» **Work item**: The entries below should appear again in your reply, word for word.

=-=-=

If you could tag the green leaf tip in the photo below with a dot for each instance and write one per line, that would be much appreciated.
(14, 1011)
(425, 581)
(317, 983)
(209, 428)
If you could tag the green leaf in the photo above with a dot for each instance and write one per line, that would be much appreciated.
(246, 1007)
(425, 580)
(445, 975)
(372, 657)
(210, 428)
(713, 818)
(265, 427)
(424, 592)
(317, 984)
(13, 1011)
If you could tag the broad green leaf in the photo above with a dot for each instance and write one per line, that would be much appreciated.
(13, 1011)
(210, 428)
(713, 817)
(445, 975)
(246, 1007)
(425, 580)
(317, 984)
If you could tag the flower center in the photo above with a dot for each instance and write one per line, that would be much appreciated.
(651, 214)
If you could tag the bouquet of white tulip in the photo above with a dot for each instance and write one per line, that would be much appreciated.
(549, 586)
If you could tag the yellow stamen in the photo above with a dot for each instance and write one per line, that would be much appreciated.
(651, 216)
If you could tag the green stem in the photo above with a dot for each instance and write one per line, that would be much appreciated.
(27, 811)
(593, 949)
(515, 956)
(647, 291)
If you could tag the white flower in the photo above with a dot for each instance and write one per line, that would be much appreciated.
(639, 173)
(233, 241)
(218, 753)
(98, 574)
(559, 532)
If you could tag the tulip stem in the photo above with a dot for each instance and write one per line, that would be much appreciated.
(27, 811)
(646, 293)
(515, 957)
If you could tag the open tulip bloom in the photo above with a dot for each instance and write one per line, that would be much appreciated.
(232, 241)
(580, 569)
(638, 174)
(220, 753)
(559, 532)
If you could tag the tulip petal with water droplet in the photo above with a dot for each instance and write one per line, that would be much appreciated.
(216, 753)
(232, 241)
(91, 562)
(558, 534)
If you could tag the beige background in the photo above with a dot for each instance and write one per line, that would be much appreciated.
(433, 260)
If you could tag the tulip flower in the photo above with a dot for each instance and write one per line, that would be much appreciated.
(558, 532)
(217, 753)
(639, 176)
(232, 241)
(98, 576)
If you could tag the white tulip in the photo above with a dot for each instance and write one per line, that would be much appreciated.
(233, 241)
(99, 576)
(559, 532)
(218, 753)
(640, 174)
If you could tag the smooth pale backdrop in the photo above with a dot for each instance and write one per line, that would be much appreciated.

=-=-=

» **Expected answer**:
If you could tag the green leaf tip in the photo below with a dot for each instance and write one per line, that would be much appreciated.
(14, 1011)
(425, 581)
(317, 983)
(209, 428)
If you could tag the green leaf in the photo above with a dot for each instance and write one per line, that would be much appreciated.
(246, 1007)
(425, 580)
(445, 975)
(372, 657)
(210, 428)
(713, 818)
(265, 427)
(424, 592)
(317, 984)
(13, 1011)
If you could tag the broad green leaf in the photo above with a dot for each instance and write one per line, that would be much appreciated.
(13, 1011)
(210, 428)
(713, 817)
(445, 975)
(246, 1007)
(425, 580)
(317, 984)
If you could tag the flower center in the photo above with a dot for each instance and write one per line, that would be much appreciated.
(651, 214)
If you could tag the bouquet of white tulip in the photo above with a dot for each instance and write one per line, that would be much appreciated.
(549, 586)
If you could tag the yellow stamen in the photo above with a dot for each instance and write one per line, that would be much appreciated.
(651, 216)
If you could tag the green stem in the photo above with a dot for each instance and write one per line, that would be much appreciated.
(27, 811)
(593, 949)
(515, 956)
(647, 291)
If you could tag the white flower in the photo above with a dot for each instance and write one per line, that would be much appreciated.
(639, 173)
(233, 241)
(218, 753)
(98, 574)
(559, 532)
If you could tag the tulip stem in the photo above with a dot for each instance and write one per line, that would be much appreciated.
(27, 811)
(646, 293)
(515, 957)
If you could tag the open tulip bloom in the photo above with a dot for each instance and write one per line, that would be much appreciated.
(232, 241)
(580, 569)
(638, 174)
(220, 753)
(559, 532)
If you could tag the tulip petal with water droplet in the photo above with a dot for each instance and write one per line, that would be much appreciated.
(216, 753)
(232, 241)
(91, 562)
(558, 534)
If you could tag the beige background in the photo above with a dot for each instance and write one per line, that would be much appreciated.
(433, 260)
If you could tag the tulip flower in the photo above with a dot for each instance and write one per line, that would be much appreciated.
(558, 532)
(217, 753)
(639, 176)
(232, 241)
(98, 576)
If you could tag the white tulip in the photo above with a dot for each instance and write one per line, that would be much appreciated.
(233, 241)
(99, 576)
(559, 532)
(218, 753)
(640, 174)
If you could tag the smooth pale backdrop in the photo above with a dot for each instance and write one per line, that would be much appreciated.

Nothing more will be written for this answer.